=== What to do ===
Repeat the records below verbatim.

Stored data

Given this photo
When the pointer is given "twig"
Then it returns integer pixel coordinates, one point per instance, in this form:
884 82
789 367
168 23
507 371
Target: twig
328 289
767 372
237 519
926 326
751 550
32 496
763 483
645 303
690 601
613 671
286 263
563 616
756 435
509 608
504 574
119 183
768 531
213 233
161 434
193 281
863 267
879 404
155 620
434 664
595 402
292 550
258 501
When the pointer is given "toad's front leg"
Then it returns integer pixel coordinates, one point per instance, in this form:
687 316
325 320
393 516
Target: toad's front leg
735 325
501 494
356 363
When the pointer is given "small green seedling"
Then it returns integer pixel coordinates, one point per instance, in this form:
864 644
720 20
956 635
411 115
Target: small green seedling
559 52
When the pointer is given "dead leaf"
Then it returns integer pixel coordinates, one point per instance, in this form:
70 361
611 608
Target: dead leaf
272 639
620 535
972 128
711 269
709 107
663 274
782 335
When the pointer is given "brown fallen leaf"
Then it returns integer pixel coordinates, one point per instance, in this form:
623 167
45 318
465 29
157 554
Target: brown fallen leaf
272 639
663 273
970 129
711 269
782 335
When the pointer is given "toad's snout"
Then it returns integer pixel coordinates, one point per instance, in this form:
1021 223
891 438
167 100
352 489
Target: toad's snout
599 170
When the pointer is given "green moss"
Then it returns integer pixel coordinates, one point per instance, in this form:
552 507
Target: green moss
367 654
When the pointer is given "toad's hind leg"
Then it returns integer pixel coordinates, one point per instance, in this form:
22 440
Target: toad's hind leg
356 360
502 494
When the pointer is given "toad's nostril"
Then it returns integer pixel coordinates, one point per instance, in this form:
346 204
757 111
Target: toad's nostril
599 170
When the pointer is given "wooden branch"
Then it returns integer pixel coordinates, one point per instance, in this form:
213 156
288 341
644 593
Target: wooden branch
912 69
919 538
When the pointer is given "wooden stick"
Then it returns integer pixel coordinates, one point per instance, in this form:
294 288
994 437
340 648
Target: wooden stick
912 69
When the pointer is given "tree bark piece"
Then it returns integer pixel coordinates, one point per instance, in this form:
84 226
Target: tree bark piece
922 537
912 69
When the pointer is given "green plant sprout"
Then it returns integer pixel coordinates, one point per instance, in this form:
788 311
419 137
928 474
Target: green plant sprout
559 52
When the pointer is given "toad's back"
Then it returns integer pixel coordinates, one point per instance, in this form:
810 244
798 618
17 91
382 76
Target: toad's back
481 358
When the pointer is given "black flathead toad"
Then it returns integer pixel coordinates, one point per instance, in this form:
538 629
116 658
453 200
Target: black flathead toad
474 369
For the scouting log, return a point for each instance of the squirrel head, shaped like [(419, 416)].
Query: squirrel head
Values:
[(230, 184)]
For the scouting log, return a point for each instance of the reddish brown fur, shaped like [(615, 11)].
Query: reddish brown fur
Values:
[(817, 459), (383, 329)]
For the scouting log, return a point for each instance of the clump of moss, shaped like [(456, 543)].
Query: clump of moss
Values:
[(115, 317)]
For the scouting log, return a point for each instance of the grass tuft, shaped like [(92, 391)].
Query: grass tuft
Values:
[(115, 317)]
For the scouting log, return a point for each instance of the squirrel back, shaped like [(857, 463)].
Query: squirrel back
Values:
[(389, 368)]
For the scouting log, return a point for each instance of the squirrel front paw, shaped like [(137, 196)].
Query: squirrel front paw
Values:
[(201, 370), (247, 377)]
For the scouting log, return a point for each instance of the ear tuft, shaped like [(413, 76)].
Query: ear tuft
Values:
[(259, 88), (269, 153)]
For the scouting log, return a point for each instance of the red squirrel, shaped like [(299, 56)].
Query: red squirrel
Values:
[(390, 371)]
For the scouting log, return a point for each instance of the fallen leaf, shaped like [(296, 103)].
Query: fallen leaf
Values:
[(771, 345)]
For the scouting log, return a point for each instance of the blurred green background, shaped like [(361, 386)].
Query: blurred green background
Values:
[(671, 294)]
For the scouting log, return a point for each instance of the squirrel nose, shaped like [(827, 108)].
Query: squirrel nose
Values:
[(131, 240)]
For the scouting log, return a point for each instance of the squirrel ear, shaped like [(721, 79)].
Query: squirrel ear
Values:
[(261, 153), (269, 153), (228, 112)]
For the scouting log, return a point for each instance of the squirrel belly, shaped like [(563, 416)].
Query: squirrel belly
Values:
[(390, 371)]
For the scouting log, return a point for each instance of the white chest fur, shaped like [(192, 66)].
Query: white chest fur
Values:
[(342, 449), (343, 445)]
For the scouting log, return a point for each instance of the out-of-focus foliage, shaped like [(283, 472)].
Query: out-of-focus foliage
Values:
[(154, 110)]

=== Written response ===
Given this photo
When the pointer is given "twig"
Then it returns integer pixel coordinates, one point per instance, in this form:
884 82
789 367
168 23
507 371
Target: twig
328 289
767 372
237 519
926 326
751 550
32 496
763 483
645 303
690 601
613 671
286 263
563 616
756 435
509 608
504 574
119 183
768 531
213 233
161 434
193 281
863 267
879 404
155 620
434 664
595 402
292 550
258 501
When the pointer is given "toad's front leg"
Then it returns integer pixel coordinates, one point per instance, in this form:
687 316
325 320
393 516
Target: toad's front leg
735 325
501 494
356 363
When the pointer is given "small green seedling"
Then it returns integer pixel coordinates, one point per instance, in this form:
864 644
720 20
956 635
411 115
Target: small green seedling
559 52
When the pointer is given "dead leaf"
Then it returns integer pixel coordinates, one point per instance, in this form:
70 361
611 608
Target: dead leaf
272 639
620 535
972 128
711 269
709 107
663 274
782 335
When the pointer is given "brown fallen leaf"
Then it returns integer pixel coordinates, one point per instance, in this form:
623 167
45 318
465 29
157 554
Target: brown fallen leaf
272 639
663 273
970 129
711 269
782 335
When the pointer is given "toad's snout"
Then it returns integer pixel coordinates, one point per instance, in this form:
1021 223
891 438
167 100
352 489
Target: toad's snout
599 170
When the pointer is given "green moss"
Then it returns integer pixel coordinates, one point per instance, in this form:
552 507
Target: green moss
367 654
When the pointer is given "toad's hind leg"
Then it returns integer pixel coordinates, one point per instance, in this form:
22 440
Target: toad's hind leg
356 360
502 494
When the pointer is given "toad's nostril"
Then it returns integer pixel coordinates, one point per instance, in this form:
346 204
757 111
Target: toad's nostril
599 170
When the pointer is given "wooden branch"
Then it returns integer pixel coordinates, one point per instance, in this form:
213 156
288 341
644 593
Target: wooden branch
912 69
919 538
When the pointer is given "wooden stick"
Then it returns integer pixel coordinates, one point per instance, in this form:
294 288
994 437
340 648
Target: wooden stick
912 69
When the pointer is given "tree bark piece"
Then it returns integer pixel coordinates, one point per instance, in this form:
84 226
Target: tree bark piece
922 537
912 69
When the pointer is given "green plant sprout"
Then it returns integer pixel coordinates, one point per instance, in this form:
788 311
419 137
928 474
Target: green plant sprout
559 52
When the pointer is given "toad's back"
Then it returns integer pixel coordinates, one point per instance, in this form:
810 244
798 618
17 91
382 76
Target: toad's back
481 358
When the pointer is given "black flathead toad"
Then it returns integer pixel coordinates, one point per instance, in this form:
538 629
116 658
453 200
Target: black flathead toad
474 369
For the scouting log, return a point for each instance of the squirrel head, shaped like [(419, 416)].
Query: squirrel head
Values:
[(230, 184)]
For the scouting log, return a point for each instance of the reddish brown fur, shaped like [(615, 11)].
Query: reddish brown fur
Values:
[(817, 459), (383, 329)]
For the scouting log, return a point for each instance of the clump of moss, shaped like [(456, 543)].
Query: clump of moss
Values:
[(115, 317)]
For the scouting log, return a point for each instance of the grass tuft, shaped like [(92, 391)].
Query: grass tuft
Values:
[(115, 317)]
For the scouting log, return a point for each instance of the squirrel back, shaped like [(857, 463)].
Query: squirrel back
Values:
[(389, 368)]
For the scouting log, return a point for each instance of the squirrel front paw, shaped like [(137, 196)].
Query: squirrel front paw
Values:
[(201, 370), (247, 377)]
For the scouting log, return a point for each instance of the ear tuft, shaped like [(413, 76)].
Query: ear tuft
Values:
[(259, 88), (269, 153)]
For the scouting log, return a point for each instance of the red squirrel, shaped like [(299, 56)].
Query: red squirrel
Values:
[(390, 371)]
For the scouting log, return a point for each instance of the fallen leaf, shaped like [(296, 103)].
Query: fallen leaf
Values:
[(771, 345)]
For the scouting log, return a point for each instance of the blurred green background, shaped like [(361, 386)].
Query: blurred green background
Values:
[(671, 294)]
For the scouting log, return a point for each instance of the squirrel nose, shaped like [(827, 108)].
Query: squirrel nose
Values:
[(131, 240)]
For the scouting log, return a point for each instance of the squirrel ear, shaped like [(721, 79)].
Query: squirrel ear
Values:
[(261, 153), (269, 153), (228, 112)]
For the scouting log, return a point for each instance of the squirrel belly, shaped like [(563, 416)].
Query: squirrel belly
Values:
[(390, 371)]
For the scouting log, return a point for each instance of the white chest fur, shaped like [(192, 66)].
Query: white chest fur
Values:
[(342, 449), (343, 445)]
For the scouting log, return a point for each instance of the out-of-focus foliage, shaped like [(283, 472)].
Query: out-of-focus foliage
Values:
[(154, 110)]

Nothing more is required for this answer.